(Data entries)
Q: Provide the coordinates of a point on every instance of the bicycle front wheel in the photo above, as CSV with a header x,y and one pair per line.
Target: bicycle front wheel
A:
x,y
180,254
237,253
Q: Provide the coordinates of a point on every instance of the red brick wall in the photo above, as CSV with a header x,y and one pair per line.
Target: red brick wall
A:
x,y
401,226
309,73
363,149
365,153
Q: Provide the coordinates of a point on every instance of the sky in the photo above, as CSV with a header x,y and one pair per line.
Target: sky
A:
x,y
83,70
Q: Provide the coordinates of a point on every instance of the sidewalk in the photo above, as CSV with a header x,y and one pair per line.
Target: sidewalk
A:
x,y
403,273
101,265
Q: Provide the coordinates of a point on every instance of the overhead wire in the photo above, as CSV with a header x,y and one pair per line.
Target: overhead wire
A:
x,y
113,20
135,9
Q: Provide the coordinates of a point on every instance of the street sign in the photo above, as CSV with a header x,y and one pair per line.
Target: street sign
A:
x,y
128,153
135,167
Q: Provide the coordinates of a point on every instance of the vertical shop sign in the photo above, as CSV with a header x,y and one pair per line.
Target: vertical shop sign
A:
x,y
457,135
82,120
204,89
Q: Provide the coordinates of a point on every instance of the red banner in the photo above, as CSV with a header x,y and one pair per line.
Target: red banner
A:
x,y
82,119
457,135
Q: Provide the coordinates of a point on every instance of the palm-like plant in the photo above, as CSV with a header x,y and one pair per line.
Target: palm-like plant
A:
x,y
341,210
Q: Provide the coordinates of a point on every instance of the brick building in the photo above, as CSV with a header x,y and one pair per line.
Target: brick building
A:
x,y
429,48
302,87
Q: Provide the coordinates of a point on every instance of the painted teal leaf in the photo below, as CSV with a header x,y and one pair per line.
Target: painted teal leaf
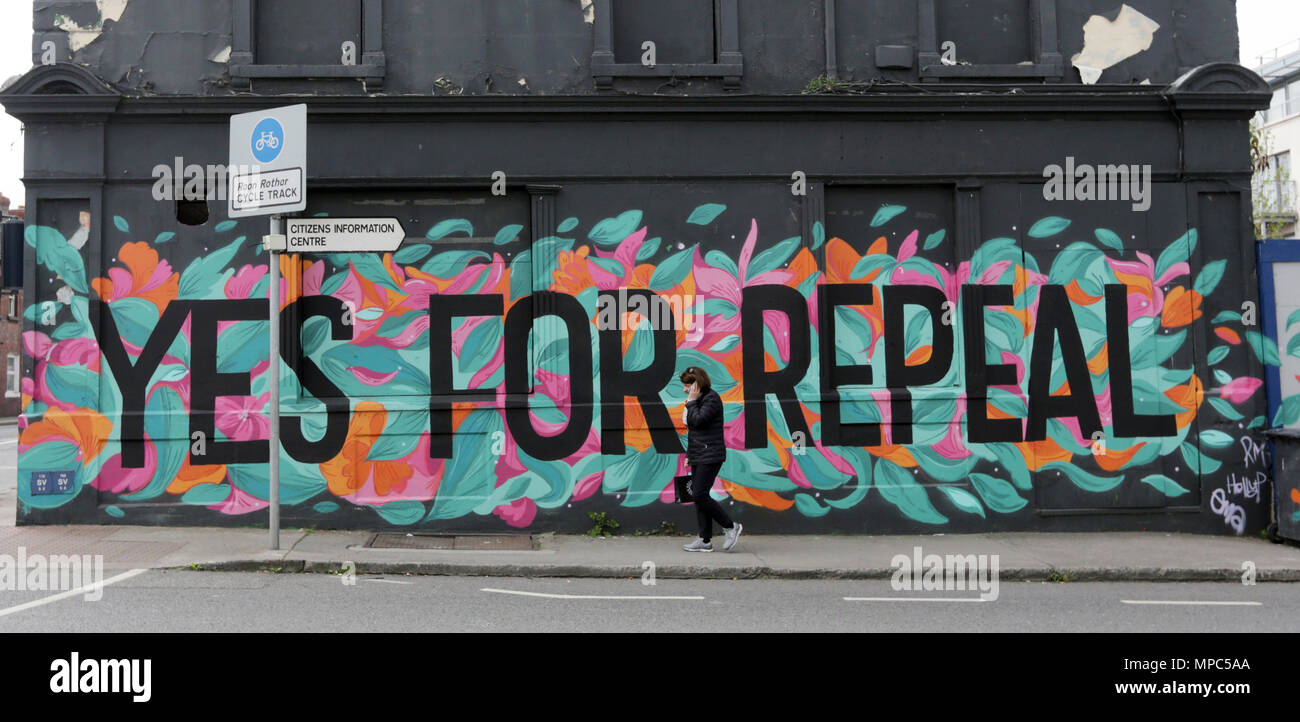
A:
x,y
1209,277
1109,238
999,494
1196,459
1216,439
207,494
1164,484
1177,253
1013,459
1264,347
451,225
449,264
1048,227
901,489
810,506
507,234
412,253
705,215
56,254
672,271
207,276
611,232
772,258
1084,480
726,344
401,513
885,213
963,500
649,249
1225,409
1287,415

* * *

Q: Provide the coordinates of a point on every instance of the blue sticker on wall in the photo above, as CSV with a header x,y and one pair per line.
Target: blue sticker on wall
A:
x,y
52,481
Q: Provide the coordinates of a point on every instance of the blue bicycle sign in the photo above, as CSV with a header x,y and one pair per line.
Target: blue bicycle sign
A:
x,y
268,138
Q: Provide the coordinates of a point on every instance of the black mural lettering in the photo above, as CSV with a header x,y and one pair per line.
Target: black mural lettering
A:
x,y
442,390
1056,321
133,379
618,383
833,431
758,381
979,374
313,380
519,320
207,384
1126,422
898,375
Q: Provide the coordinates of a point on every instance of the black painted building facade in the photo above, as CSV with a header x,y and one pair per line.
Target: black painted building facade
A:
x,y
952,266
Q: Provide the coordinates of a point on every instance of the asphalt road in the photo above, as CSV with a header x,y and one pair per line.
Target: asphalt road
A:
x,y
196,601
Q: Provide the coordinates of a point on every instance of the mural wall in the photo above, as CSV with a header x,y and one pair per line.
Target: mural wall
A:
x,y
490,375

WHAT YOU SHOULD DO: Working through the records above, copy each line in which "painted" is found.

TASK RESULT:
Q: Provide the coordinates of a point on every instance of the painted teal leaf in the photo below, as CSV with a header x,y and one pair per line.
Target: painted teal leaf
Q: Provide the coordinates of a point on every instance of the black painted building facade in the photo above, as CSV with a header x,y and one pair per line.
Target: black painted building facade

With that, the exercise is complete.